◆ TEXTE CITÉ ◆
——————

Berthe Morisot (1841-1895) était une peintre impressionniste française. Elle était admirée par ses collègues artistes, ses œuvres furent exposées à plusieurs reprises au Salon de Paris et ses peintures présentées dans sept des huit expositions impressionnistes indépendantes à Paris. Son style distinctif, composé de longs coups de pinceau rapides fut utilisé pour capturer avec beaucoup d'effet la spontanéité de scènes telles que les jardins fleuris et la vie domestique.
Jeunesse
Berthe Marie Pauline Morisot vit le jour à Bourges le 14 janvier 1841, fille d'un fonctionnaire local aisé, Tiburce Morisot. Sa mère était Cornélie Fournier. Son intérêt pour l'art débuta à l'adolescence lorsque, après le déménagement de la famille à Paris en 1855, elle commença à étudier et à copier les chefs-d'œuvre exposés au Louvre. Elle y aurait rencontré de nombreux autres artistes réalisant les mêmes études. L'art était dans ses gènes puisque l'un des ancêtres de Morisot était le célèbre peintre rococo Jean-Honoré Fragonard (1732-1806).
En 1860, Morisot prit quelques leçons d'art avec Jean-Baptiste-Camille Corot (1797-1875). Malheureusement, le chemin vers la carrière d'artiste, déjà difficile, fut rendu encore plus tortueux pour Morisot en raison des préjugés contre les femmes dans ce domaine. La prochaine étape logique aurait été d'étudier à l'École des Beaux-Arts de Paris, mais malheureusement, les femmes n'y étaient pas acceptées.

——————

◆ LISTE ◆
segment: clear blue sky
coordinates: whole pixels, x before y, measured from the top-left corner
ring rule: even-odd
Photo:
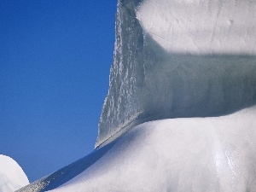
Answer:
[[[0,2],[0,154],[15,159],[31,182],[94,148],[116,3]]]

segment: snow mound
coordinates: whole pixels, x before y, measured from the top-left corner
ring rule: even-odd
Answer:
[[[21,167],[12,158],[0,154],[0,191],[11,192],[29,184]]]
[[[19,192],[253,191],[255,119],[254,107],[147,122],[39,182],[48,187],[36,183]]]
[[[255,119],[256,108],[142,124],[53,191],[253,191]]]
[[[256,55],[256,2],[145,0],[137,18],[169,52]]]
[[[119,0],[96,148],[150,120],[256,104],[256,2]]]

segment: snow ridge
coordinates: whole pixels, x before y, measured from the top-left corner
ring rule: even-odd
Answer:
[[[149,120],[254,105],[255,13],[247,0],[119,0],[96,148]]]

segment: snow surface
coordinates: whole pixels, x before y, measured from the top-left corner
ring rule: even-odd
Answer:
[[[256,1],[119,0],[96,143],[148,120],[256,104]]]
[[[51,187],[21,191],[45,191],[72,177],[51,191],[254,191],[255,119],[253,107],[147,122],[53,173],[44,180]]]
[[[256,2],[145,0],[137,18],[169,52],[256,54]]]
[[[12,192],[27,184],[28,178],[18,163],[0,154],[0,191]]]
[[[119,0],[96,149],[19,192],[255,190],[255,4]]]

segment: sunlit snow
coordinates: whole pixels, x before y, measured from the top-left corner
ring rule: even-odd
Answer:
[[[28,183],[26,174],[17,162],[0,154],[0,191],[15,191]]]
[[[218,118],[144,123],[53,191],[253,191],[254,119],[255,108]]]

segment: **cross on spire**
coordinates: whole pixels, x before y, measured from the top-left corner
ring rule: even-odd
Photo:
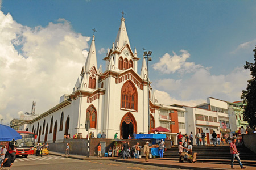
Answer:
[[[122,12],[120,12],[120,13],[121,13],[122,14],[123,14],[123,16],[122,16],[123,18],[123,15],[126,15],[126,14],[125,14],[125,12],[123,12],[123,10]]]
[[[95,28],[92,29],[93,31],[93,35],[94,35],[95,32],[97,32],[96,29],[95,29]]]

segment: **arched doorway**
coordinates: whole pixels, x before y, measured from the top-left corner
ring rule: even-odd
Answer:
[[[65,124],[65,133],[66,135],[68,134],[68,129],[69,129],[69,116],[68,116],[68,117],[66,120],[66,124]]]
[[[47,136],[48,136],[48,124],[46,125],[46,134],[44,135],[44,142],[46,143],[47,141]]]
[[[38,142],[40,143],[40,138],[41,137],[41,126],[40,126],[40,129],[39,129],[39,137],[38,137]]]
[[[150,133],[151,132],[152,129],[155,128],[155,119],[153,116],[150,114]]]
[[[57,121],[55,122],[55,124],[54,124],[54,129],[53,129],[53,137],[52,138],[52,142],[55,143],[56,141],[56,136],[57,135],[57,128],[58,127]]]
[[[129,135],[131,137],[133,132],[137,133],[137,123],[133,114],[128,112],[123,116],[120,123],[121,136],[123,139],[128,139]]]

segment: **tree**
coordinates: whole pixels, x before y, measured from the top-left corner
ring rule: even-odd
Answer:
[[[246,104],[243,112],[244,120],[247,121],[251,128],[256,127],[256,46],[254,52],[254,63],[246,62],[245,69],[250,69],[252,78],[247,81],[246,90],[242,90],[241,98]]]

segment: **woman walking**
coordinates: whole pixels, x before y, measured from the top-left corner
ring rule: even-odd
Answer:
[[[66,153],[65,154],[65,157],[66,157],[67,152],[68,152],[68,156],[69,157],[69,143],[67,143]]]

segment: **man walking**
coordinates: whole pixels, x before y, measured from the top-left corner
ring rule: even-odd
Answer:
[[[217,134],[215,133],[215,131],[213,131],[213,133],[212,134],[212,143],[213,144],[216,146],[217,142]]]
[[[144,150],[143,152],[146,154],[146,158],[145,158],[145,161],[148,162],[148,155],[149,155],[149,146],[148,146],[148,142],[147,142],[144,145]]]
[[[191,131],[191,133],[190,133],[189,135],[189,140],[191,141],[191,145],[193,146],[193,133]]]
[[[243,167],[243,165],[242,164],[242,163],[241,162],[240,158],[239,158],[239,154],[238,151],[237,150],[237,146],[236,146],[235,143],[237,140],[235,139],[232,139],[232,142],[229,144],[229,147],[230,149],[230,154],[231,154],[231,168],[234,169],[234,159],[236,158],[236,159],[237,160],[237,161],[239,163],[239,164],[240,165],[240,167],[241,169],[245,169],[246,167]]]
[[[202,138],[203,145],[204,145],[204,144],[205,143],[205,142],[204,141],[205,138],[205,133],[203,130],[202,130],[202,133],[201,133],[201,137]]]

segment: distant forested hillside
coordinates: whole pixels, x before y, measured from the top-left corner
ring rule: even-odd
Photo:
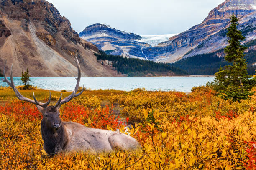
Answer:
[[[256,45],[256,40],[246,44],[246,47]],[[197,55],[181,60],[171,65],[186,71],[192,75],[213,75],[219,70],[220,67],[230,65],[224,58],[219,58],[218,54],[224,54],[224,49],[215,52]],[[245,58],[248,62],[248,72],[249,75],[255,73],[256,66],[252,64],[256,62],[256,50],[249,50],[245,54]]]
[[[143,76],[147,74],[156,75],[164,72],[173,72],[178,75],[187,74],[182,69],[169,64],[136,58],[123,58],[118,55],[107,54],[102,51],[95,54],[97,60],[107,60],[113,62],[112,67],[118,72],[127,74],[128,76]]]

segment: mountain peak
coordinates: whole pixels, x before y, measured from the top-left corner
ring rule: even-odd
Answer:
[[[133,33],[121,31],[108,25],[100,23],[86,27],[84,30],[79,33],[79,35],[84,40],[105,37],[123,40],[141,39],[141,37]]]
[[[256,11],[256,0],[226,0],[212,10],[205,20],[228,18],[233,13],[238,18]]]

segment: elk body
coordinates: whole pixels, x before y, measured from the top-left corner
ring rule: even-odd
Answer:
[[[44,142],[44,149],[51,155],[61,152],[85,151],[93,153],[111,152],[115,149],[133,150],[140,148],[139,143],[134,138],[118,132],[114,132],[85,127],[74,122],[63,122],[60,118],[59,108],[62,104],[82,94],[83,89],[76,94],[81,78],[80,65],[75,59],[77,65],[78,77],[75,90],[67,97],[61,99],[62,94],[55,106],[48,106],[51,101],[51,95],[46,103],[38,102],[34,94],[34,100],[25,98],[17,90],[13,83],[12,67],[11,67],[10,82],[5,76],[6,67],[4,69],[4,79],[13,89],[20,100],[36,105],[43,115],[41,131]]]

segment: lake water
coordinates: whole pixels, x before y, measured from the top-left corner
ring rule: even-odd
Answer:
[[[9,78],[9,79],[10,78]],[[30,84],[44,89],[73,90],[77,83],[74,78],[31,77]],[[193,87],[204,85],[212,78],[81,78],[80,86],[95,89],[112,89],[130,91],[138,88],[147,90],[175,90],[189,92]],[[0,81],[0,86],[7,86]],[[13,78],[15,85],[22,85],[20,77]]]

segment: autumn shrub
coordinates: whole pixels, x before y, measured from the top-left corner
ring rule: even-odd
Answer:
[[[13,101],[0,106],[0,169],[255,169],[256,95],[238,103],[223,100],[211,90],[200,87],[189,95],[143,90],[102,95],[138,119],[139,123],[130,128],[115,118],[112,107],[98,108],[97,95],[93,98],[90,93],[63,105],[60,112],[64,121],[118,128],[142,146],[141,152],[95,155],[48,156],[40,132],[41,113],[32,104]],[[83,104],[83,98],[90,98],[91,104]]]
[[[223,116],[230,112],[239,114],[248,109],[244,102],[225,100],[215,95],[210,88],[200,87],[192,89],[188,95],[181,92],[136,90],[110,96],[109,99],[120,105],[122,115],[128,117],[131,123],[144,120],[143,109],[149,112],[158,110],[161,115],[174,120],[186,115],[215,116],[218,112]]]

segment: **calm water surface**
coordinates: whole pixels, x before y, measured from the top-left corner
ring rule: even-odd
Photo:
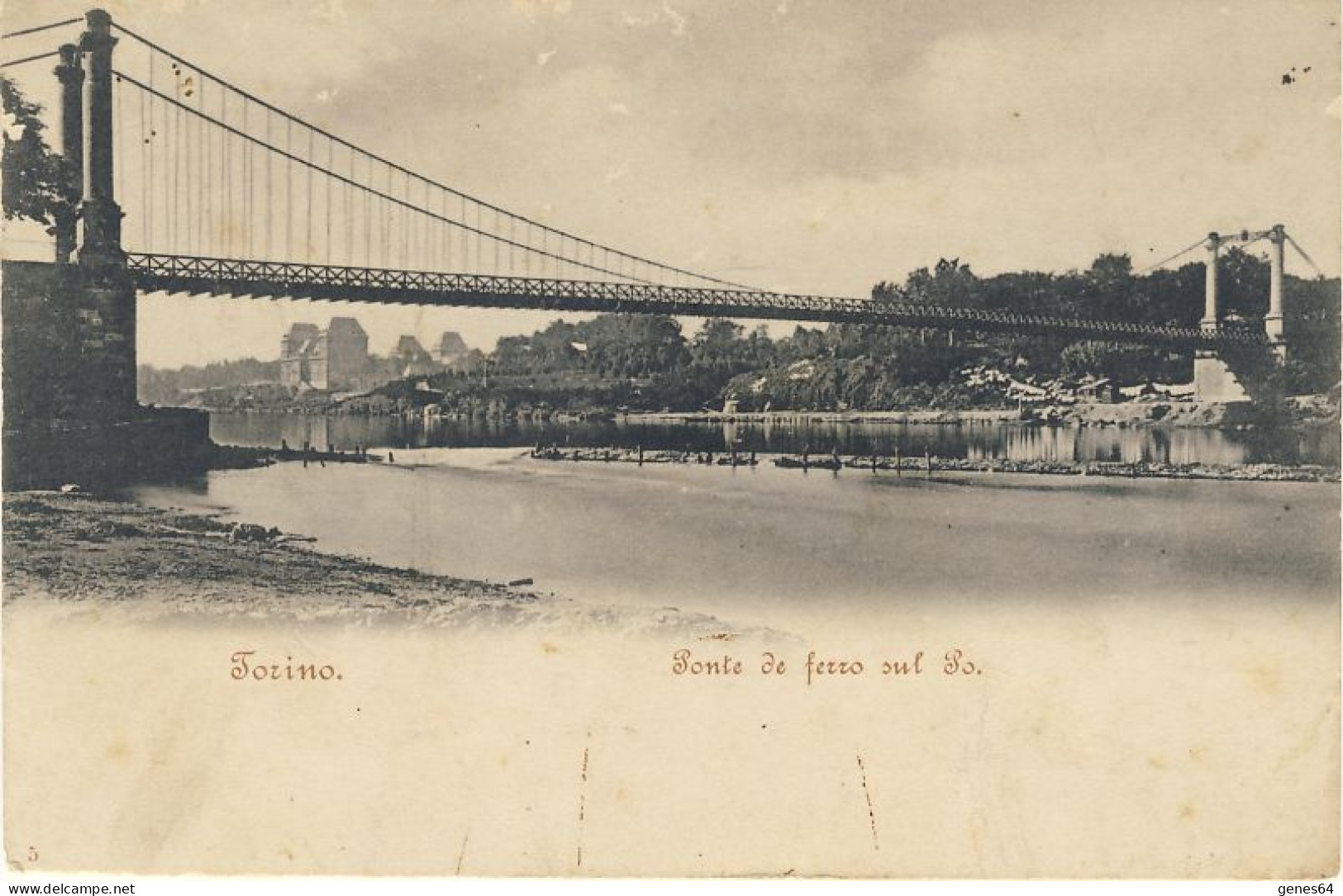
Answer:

——————

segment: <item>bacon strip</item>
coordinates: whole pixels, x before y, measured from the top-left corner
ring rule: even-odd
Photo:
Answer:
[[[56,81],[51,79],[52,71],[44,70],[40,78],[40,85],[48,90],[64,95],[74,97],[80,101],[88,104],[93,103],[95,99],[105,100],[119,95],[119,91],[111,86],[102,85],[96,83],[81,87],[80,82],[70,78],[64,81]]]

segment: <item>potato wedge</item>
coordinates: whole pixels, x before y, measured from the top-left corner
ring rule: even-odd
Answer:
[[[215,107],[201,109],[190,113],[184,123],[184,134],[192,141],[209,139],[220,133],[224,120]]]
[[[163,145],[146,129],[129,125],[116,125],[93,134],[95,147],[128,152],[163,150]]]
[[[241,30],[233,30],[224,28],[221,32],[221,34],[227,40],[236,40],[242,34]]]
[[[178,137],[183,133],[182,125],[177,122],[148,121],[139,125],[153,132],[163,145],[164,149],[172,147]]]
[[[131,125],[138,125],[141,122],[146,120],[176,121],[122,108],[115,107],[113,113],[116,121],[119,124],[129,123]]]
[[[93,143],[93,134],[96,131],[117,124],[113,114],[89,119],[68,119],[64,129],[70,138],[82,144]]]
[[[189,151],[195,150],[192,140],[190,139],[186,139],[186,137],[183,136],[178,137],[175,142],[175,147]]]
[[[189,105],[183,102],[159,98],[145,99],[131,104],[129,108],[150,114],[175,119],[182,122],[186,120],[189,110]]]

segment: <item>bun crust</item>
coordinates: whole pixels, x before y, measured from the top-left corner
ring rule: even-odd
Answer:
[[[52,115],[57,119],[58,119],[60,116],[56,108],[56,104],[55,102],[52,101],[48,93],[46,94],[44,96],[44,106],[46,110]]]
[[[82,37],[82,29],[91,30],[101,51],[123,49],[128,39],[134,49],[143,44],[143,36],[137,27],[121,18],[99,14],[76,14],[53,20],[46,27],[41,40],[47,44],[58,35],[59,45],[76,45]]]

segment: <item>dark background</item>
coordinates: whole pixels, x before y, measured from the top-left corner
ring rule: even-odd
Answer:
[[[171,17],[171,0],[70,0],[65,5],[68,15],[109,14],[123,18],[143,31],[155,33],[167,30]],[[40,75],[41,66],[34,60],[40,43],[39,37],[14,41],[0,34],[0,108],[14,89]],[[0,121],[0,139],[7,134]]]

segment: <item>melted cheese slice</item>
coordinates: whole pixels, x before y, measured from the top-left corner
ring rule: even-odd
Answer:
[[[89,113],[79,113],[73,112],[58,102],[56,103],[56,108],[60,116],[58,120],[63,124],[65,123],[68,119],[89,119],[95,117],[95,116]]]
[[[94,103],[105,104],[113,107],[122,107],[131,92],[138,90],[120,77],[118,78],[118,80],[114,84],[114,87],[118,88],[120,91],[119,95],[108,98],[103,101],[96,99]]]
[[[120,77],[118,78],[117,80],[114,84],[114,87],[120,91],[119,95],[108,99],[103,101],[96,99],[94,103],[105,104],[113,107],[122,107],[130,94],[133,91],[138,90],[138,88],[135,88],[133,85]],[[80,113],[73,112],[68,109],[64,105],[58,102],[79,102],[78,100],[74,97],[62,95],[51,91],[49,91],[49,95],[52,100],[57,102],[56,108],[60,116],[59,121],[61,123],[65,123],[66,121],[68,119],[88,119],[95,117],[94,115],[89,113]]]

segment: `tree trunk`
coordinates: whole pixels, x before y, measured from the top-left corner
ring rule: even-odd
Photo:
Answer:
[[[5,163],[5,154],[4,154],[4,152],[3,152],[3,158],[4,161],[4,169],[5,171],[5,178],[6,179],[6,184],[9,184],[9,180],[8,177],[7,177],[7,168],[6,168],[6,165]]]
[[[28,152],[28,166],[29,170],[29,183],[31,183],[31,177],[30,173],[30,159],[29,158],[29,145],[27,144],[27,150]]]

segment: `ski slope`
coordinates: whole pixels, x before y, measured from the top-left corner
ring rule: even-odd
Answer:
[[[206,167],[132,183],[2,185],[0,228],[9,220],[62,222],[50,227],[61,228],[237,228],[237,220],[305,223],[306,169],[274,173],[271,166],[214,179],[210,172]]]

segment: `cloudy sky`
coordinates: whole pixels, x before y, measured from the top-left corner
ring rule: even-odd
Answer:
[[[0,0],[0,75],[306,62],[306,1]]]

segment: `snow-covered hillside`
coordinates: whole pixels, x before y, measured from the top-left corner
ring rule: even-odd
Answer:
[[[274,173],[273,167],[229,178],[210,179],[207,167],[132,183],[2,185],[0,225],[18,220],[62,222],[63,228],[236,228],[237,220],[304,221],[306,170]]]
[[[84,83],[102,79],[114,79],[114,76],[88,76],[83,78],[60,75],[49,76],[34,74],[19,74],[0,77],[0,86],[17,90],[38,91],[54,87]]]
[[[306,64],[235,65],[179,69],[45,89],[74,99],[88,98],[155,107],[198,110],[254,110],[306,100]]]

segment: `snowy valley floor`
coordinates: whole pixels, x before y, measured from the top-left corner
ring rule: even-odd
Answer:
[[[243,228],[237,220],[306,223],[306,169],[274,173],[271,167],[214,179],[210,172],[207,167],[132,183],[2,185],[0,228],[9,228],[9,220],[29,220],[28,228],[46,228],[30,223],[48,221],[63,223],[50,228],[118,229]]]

——————

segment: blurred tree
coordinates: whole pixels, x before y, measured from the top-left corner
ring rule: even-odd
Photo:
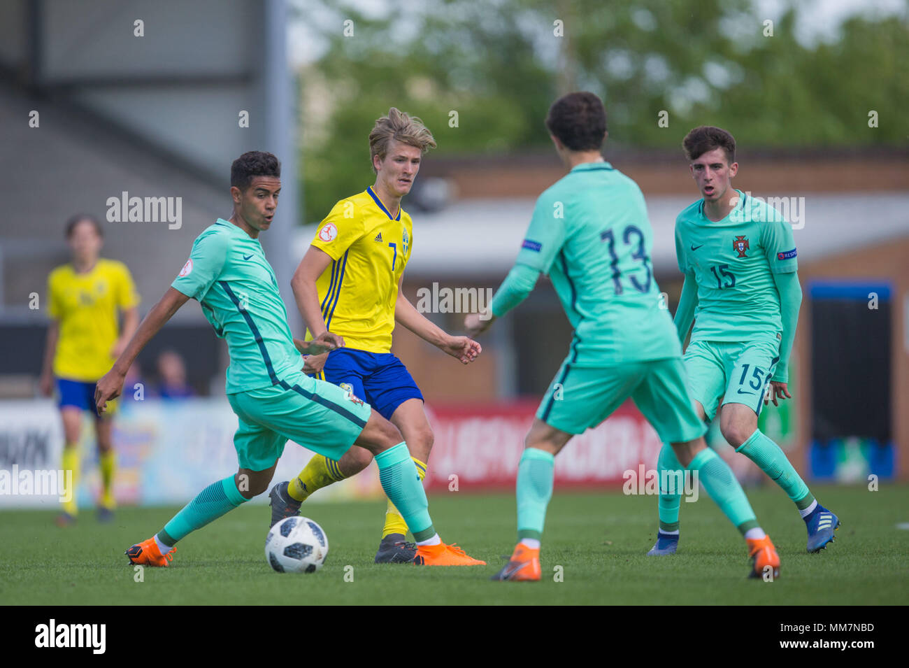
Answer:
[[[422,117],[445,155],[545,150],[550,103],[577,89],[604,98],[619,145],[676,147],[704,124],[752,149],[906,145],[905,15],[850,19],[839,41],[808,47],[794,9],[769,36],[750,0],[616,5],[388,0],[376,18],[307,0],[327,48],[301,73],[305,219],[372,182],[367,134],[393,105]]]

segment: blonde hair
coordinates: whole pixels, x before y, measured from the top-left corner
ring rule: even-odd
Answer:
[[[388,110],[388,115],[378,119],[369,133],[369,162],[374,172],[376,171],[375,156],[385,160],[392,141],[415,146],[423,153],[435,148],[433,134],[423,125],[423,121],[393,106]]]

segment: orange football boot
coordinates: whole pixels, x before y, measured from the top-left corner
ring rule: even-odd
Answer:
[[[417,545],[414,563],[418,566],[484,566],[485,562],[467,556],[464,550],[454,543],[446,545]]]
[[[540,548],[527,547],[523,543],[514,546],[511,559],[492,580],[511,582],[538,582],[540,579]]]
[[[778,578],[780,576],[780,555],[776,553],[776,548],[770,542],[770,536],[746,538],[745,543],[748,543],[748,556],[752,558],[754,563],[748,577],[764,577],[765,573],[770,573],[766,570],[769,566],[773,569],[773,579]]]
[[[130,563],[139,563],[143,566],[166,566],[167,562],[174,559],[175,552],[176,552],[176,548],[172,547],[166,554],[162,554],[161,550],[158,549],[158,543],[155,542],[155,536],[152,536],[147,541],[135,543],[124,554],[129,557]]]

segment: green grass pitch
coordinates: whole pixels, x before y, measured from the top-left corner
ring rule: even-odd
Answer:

——————

◆ CONSIGNES ◆
(a) D'après le texte sur Berthe Morisot, dans quelle ville est-elle née ?
(b) Selon le texte sur Berthe Morisot, pourquoi n'a-t-elle pas pu faire ses études à l'École des Beaux-Arts de Paris ?
(c) Écrivez la suite du texte sur Berthe Morisot à partir de sa dernière phrase.

◆ RÉPONSES ◆
(a) À Bourges.

(b) Après ses leçons avec Corot, entrer à l'École des Beaux-Arts aurait été l'étape logique. Mais cette école n'acceptait pas les femmes, à cause des préjugés qui pesaient sur elles dans le monde de l'art.

(c)
Au moins, Berthe avait le soutien de ses parents. En effet, sa sœur aînée Edma (1839-1921) devint également peintre ; elle captura de manière mémorable sa sœur plus célèbre travaillant à son chevalet dans un portrait de 1865. Un autre artiste tuteur fut Joseph Guichard (1806-1880), qui rédigea la note suivante au père des deux sœurs :
Si l'on considère le caractère de vos filles, mon enseignement ne les dotera pas de petits talents de salon, elles deviendront peintres. Vous rendez-vous compte de ce que cela signifie ? Dans le monde de la grande bourgeoisie dans lequel vous évoluez, ce sera révolutionnaire, je dirais même catastrophique. Êtes-vous sûrs que vous n'en viendrez pas à maudire le jour où l'art, ayant gagné l'entrée de votre maison, maintenant si respectable et paisible, deviendra le seul arbitre du destin de vos deux enfants ?
(Howard, 150).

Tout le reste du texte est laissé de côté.